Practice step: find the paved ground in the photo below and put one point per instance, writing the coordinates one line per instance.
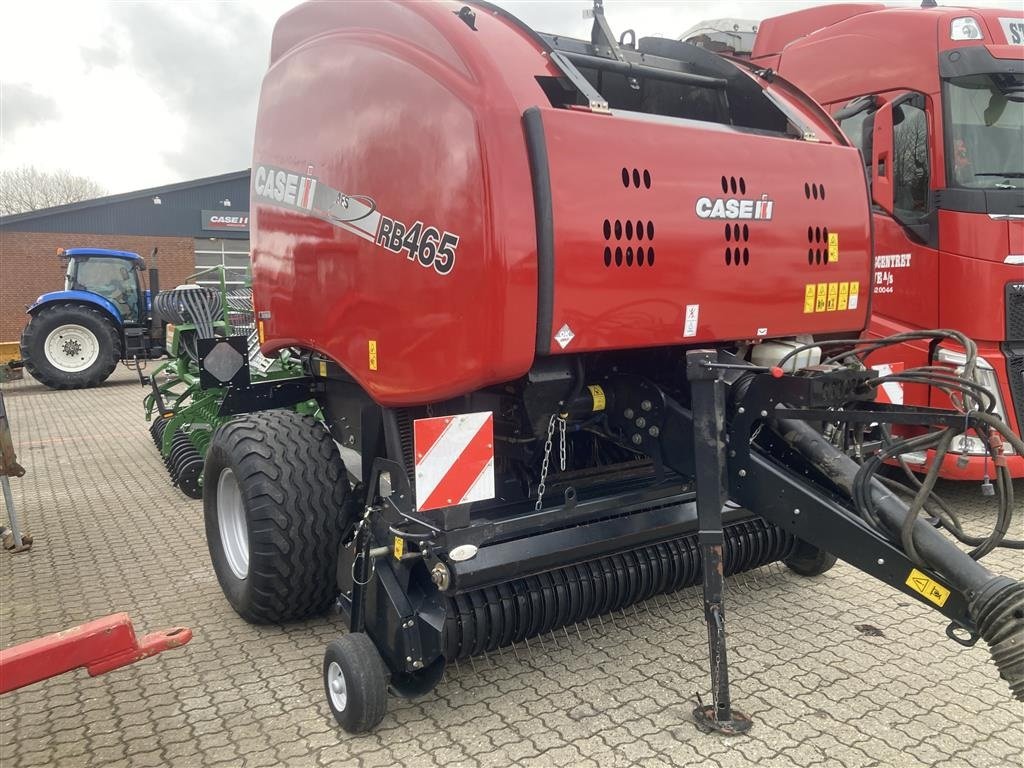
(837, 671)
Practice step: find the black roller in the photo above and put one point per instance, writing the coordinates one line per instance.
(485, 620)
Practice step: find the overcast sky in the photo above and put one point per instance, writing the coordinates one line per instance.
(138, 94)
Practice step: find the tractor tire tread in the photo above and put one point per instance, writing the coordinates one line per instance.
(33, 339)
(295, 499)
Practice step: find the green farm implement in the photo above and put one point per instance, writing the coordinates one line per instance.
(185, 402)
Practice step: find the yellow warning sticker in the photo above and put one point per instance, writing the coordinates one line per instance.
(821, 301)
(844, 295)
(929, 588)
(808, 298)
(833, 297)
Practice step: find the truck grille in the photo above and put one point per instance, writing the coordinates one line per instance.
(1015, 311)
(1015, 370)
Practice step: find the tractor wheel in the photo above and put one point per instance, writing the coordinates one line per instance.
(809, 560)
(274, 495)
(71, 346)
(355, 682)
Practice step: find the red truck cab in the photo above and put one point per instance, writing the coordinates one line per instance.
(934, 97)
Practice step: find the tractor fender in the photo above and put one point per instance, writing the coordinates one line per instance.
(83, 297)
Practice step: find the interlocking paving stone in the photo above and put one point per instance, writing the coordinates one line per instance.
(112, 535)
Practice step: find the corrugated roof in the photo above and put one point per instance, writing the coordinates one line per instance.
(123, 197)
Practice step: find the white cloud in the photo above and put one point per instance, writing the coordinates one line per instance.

INSTRUCTION: Please reproduce the listing above with "Practice step" swapped for "Exercise" throughout and everything else unchanged. Leave the pictures out of your answer.

WRITTEN ANSWER:
Exercise: find the paved ground in the photo below and put one point per instance, writing the coordinates one line per instance.
(837, 671)
Exercise: find the black roller in the photo above and put one point per instance, writing the coordinates one line per instance.
(485, 620)
Exercise: find the overcast sky in the photo above and put one point per instance, writing the coordinates one line per instance.
(138, 94)
Exercise: find the tractor tire tread in the photo above and put one point per instance, writing the coordinates one line per instance.
(33, 339)
(295, 499)
Exercise: find the green farm implement in the photo above and put one point per instance, writing the coordinates one line per instance.
(185, 402)
Exercise: find the yellow warning sticker in the photo above and put one point per instance, writing the coordinates one line per instance.
(821, 301)
(844, 295)
(929, 588)
(808, 298)
(833, 297)
Exercise: find the truck grille in the photo above and put one point per instance, writing the coordinates one line per instance.
(1015, 311)
(1015, 370)
Exercise: find the tractor wheel in the photo above and put one point per instance, writing the coordinates one line per instance.
(809, 560)
(274, 495)
(71, 346)
(355, 682)
Exercise: find the red truck cab in the photo above and put one point per instance, writing the coordinates one line per instance.
(934, 97)
Exercise: find the tractor fender in the photo above and put one point per instance, writing the coordinates one line per instance.
(83, 297)
Exercise: find the interlocking paving stone in the photo above and put one point per instance, writing the coordinates one line per instance.
(112, 535)
Exercise: find the corrugated roof in the photo above and put one point per instance, writing the coordinates one line per instance.
(123, 197)
Exercise: find the white cloud in the photo above and put one point per instance, writing the coordinates one line per instance.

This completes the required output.